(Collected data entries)
▶

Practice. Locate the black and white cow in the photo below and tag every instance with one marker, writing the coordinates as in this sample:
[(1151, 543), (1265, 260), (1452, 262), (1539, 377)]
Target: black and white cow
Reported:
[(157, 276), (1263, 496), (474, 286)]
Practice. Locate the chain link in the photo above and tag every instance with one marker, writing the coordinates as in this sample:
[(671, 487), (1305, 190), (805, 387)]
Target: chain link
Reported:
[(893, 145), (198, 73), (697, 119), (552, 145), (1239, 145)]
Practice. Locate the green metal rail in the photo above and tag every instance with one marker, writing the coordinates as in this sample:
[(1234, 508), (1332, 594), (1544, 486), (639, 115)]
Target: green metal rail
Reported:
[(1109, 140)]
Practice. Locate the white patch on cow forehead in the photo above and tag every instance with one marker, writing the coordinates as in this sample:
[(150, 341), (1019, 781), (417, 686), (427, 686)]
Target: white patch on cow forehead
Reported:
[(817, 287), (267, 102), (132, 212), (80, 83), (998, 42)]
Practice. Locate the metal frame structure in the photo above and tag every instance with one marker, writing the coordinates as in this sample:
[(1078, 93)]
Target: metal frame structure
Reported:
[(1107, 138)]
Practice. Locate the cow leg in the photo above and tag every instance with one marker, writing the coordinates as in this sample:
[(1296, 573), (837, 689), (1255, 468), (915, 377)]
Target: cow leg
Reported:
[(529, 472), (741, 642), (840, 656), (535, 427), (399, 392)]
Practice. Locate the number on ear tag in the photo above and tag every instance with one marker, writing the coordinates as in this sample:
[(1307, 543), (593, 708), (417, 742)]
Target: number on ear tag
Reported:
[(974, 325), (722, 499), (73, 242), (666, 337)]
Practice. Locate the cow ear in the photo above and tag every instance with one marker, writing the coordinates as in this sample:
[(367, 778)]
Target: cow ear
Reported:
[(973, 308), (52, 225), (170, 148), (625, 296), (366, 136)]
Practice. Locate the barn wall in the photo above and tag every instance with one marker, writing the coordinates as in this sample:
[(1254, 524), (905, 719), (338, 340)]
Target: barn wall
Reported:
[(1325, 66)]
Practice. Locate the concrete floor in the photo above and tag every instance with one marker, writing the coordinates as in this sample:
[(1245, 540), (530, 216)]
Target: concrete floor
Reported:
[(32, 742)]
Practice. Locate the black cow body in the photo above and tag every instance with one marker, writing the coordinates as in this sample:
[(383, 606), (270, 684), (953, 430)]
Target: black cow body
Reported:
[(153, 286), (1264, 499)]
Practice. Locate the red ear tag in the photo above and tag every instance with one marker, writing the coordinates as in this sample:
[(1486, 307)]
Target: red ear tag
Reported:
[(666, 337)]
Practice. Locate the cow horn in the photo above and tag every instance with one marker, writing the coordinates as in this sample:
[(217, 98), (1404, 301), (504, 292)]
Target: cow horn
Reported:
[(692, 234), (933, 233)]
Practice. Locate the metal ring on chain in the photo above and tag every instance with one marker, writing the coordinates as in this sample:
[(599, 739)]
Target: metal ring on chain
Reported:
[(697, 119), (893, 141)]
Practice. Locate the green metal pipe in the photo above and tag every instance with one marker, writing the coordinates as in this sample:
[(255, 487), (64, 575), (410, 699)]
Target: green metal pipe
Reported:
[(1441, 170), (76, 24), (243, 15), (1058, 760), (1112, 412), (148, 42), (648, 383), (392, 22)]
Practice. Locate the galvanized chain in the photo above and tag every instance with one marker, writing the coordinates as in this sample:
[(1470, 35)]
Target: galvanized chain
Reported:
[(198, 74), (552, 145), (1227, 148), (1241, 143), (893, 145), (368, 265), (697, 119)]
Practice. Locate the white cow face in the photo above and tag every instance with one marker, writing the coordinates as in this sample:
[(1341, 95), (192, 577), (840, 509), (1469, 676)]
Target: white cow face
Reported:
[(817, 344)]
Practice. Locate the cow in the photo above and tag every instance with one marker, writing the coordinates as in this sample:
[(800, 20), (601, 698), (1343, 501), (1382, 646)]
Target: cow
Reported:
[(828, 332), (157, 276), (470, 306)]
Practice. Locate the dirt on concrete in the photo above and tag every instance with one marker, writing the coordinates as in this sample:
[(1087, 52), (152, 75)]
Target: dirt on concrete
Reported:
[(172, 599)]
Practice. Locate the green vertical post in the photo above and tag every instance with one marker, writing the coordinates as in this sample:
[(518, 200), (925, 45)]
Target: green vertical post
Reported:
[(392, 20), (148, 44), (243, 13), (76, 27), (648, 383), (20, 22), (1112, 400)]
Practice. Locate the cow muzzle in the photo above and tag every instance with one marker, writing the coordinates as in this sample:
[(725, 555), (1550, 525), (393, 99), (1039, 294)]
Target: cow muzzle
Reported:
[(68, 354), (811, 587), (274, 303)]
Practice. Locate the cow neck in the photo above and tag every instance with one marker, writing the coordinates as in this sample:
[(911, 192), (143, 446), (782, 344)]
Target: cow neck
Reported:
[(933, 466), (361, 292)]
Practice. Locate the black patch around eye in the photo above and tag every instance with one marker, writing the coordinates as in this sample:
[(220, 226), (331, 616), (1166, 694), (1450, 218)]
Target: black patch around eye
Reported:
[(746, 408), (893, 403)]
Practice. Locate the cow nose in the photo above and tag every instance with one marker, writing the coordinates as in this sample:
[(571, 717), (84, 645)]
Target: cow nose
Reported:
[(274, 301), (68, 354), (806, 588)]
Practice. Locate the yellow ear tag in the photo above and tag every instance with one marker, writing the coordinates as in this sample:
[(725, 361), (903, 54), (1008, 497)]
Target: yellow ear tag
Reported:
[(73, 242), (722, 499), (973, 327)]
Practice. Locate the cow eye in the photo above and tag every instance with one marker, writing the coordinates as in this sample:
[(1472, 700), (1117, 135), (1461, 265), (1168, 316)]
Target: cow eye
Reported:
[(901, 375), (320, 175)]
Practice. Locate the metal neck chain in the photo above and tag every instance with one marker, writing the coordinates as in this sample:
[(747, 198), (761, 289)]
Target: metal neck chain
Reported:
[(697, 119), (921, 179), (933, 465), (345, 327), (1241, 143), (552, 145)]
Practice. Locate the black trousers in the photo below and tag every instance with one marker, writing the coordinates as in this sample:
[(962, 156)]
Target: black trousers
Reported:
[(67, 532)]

◀

• **REQUIRED WORK**:
Exact copies of the lines from the start of the data up to the line holding "Target: chain link", both included, are all that is needed.

• **EXERCISE RESULT**:
Practice. Locate the black and white cow in the photo below and tag every instance with one marker, writing the coordinates as in this sample:
[(1151, 543), (1265, 260), (1452, 262), (1539, 377)]
Target: black and white cow
Reported:
[(157, 276), (1263, 496), (474, 286)]
Practice. Locate the chain link in the photo above and tag every instance with one marker, writing the coordinates as in this sample:
[(671, 487), (1305, 190), (805, 387)]
Target: chain link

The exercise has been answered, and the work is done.